▸ PASSAGE:

· · · ·

"The specification language gets more precise over time, because natural language is ambiguous and different models interpret the same prompt differently. You add more structure. You define exact function signatures. You specify return types. You nail down error handling behavior with enough precision that two different models should produce interchangeable output. The specification starts looking less like English prose and more like a programming language."

https://nesbitt.io/2026/01/30/will-ai-make-package-managers-redundant.html

Will AI Make Package Managers Redundant?

Following the prompt registry idea to its logical conclusion.

Andrew Nesbitt
This is obviously a thought experiment but I can genuinely see a lot of these spec driven projects going this way, at some point you're trying to do something that would have been easier just using an existing high level programming language.
Which might be an indictment of how badly we've taught these programming languages tbh lol.
Honestly I think there is a lot to this, when I see some of the guides to using LLMs for folk without coding skills I think I could more easily just teach them to code. The mystification of coding is also a huge part of the appeal of this stuff for lots of people.

@sue partially this is due to our tools being atrocious at being learnable.

Like, I am sorry, but how the heck did we need decades to come up with the idea of a multiline error message... Or simply, searching for people not understanding error message and then trying to fix it. And yet, it took Rust to make it something we *start* to do at large. (It existed in niches, but I mean that even GCC got *one* multiline error message now).

We simply have not considered the UX of our tools before. Partially due to lack of funding but also because well... Toxic masculinist culture of software I think

@Di4na Absolutely, there has been a ton of intentional gatekeeping at work, and now it's colliding with these tools promising to make those problems go away.

@sue yeah and they are... "smooth" about it. I keep pointing out that the main reason LLM suddenly work is that we stopped trying to train them to meet a banchmark or abstract construct goal. They all started training them only to be... "appreciated" and make the humans feel good.

They basically are the only tool in our suite that make you feel like you matter and are respected. Emphasize on "feel"

@sue @Di4na
I still recall going into my 1st code review after being transferred to a new group (at least I didn't get laid off 🙄) many, many years ago. The PRs were bug fixes and 90% of time spent was to reverse engineer the code to figure out what it was supposed to do. I got chided for "too many comments" that were also "too verbose". But no, delete those before we allow merge. Make the next sucker suffer like you did.

· · · ·

Text-to-region grounding data
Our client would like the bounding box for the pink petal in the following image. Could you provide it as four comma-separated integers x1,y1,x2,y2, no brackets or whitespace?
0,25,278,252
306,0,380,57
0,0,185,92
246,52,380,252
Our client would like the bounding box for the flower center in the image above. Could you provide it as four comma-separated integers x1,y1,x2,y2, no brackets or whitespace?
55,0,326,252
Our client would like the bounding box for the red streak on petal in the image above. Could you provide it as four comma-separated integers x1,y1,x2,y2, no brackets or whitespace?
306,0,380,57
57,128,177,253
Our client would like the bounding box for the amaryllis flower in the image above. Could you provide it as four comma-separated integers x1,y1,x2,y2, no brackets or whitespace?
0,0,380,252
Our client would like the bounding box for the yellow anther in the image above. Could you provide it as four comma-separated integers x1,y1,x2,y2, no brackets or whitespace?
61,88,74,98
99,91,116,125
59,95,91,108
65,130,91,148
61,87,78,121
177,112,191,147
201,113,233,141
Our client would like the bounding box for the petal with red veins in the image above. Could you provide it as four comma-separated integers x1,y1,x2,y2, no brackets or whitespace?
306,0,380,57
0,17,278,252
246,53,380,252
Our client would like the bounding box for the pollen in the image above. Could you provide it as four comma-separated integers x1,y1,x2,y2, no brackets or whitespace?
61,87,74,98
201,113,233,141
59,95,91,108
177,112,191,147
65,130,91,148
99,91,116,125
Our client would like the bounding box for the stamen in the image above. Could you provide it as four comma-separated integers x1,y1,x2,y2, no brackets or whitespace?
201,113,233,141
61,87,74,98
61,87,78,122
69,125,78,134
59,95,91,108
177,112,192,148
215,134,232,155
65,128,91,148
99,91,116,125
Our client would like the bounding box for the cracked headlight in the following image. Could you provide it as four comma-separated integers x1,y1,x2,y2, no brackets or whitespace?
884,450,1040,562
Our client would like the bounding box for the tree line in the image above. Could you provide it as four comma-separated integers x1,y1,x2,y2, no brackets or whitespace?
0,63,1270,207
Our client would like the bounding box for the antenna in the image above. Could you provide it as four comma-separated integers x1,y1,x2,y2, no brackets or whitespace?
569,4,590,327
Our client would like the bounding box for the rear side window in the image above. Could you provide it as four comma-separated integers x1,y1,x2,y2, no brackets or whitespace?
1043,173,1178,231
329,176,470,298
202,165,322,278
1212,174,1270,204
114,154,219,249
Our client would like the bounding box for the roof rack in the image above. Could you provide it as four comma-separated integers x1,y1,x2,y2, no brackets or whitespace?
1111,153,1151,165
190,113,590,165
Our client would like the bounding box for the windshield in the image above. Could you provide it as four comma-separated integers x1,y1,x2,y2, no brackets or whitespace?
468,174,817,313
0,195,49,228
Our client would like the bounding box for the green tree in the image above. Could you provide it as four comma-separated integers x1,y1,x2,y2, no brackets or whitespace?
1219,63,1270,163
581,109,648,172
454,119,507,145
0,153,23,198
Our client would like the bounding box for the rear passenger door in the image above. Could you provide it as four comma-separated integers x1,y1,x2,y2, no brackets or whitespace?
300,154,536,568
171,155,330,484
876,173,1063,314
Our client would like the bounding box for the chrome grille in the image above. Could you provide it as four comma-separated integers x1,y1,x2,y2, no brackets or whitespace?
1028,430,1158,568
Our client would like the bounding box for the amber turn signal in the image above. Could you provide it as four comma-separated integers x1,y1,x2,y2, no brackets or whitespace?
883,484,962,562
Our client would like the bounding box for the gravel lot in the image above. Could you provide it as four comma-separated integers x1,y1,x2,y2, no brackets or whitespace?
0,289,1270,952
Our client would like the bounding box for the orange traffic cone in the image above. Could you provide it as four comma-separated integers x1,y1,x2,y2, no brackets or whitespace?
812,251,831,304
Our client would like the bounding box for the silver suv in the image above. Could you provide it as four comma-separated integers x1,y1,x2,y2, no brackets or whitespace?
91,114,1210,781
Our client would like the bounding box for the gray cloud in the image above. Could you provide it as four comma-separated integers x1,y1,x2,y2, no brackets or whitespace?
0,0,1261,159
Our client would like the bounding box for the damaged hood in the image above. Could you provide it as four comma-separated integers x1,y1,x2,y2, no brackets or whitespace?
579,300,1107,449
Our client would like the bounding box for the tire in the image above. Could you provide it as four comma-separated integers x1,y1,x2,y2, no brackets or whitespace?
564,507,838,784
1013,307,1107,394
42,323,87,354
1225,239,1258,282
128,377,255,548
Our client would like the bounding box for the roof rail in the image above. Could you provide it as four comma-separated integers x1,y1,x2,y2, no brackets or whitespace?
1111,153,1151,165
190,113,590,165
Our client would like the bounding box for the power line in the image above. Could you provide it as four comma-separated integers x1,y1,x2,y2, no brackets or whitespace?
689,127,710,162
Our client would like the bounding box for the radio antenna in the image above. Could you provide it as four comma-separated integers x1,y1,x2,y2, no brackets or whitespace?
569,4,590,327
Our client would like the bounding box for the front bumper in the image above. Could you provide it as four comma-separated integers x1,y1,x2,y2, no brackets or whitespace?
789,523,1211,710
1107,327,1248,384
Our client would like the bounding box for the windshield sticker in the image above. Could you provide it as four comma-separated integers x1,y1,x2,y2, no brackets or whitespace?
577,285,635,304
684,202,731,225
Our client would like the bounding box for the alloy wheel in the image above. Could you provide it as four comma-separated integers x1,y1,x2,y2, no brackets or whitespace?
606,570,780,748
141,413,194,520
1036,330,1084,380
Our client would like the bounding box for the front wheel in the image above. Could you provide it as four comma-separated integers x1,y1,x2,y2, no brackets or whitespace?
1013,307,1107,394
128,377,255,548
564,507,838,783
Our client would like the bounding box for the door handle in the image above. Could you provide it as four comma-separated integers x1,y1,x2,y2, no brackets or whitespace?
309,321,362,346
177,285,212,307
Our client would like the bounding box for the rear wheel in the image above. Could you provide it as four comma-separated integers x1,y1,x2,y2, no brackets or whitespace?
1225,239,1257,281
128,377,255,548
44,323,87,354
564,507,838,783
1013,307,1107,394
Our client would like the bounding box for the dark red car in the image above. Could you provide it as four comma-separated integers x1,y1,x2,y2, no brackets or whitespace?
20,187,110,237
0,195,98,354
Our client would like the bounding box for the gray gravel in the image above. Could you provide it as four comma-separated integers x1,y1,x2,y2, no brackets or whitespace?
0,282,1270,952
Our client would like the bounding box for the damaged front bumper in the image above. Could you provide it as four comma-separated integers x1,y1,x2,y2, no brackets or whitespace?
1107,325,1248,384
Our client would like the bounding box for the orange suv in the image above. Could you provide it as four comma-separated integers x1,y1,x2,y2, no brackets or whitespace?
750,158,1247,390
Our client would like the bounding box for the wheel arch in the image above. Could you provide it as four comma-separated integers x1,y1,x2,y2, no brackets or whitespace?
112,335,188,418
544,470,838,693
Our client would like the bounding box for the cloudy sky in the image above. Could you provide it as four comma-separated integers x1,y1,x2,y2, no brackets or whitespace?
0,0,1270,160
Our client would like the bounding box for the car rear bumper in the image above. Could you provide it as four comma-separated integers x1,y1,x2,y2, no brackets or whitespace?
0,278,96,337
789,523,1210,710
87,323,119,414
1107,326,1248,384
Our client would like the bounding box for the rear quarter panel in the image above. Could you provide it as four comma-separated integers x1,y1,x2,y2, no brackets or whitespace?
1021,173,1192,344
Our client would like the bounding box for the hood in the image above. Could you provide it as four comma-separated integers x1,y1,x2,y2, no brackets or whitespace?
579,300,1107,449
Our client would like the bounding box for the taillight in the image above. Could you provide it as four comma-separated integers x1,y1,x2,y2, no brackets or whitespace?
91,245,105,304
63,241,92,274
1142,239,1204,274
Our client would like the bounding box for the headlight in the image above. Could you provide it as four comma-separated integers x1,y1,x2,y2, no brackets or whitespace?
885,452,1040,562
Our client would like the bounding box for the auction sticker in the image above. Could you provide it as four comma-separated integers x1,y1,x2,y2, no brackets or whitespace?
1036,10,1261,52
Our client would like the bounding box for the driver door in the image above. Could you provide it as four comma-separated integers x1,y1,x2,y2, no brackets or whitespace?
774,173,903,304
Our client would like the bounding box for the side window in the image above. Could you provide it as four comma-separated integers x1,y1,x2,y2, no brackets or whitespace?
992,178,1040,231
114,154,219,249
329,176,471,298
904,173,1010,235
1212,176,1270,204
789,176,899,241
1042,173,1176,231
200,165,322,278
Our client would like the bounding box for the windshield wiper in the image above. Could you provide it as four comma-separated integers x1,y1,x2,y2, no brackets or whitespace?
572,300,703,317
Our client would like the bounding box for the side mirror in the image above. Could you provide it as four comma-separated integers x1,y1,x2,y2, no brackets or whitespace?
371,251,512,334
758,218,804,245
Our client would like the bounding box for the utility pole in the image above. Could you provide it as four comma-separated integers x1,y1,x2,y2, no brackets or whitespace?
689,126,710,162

· · · ·

▸ EXERCISE AIM:
Quote the passage on AI and package managers in full, word for word.

▸ WRITTEN SOLUTION:
"The specification language gets more precise over time, because natural language is ambiguous and different models interpret the same prompt differently. You add more structure. You define exact function signatures. You specify return types. You nail down error handling behavior with enough precision that two different models should produce interchangeable output. The specification starts looking less like English prose and more like a programming language."

https://nesbitt.io/2026/01/30/will-ai-make-package-managers-redundant.html

Will AI Make Package Managers Redundant?

Following the prompt registry idea to its logical conclusion.

Andrew Nesbitt
This is obviously a thought experiment but I can genuinely see a lot of these spec driven projects going this way, at some point you're trying to do something that would have been easier just using an existing high level programming language.
Which might be an indictment of how badly we've taught these programming languages tbh lol.
Honestly I think there is a lot to this, when I see some of the guides to using LLMs for folk without coding skills I think I could more easily just teach them to code. The mystification of coding is also a huge part of the appeal of this stuff for lots of people.

@sue partially this is due to our tools being atrocious at being learnable.

Like, I am sorry, but how the heck did we need decades to come up with the idea of a multiline error message... Or simply, searching for people not understanding error message and then trying to fix it. And yet, it took Rust to make it something we *start* to do at large. (It existed in niches, but I mean that even GCC got *one* multiline error message now).

We simply have not considered the UX of our tools before. Partially due to lack of funding but also because well... Toxic masculinist culture of software I think

@Di4na Absolutely, there has been a ton of intentional gatekeeping at work, and now it's colliding with these tools promising to make those problems go away.

@sue yeah and they are... "smooth" about it. I keep pointing out that the main reason LLM suddenly work is that we stopped trying to train them to meet a banchmark or abstract construct goal. They all started training them only to be... "appreciated" and make the humans feel good.

They basically are the only tool in our suite that make you feel like you matter and are respected. Emphasize on "feel"

@sue @Di4na
I still recall going into my 1st code review after being transferred to a new group (at least I didn't get laid off 🙄) many, many years ago. The PRs were bug fixes and 90% of time spent was to reverse engineer the code to figure out what it was supposed to do. I got chided for "too many comments" that were also "too verbose". But no, delete those before we allow merge. Make the next sucker suffer like you did.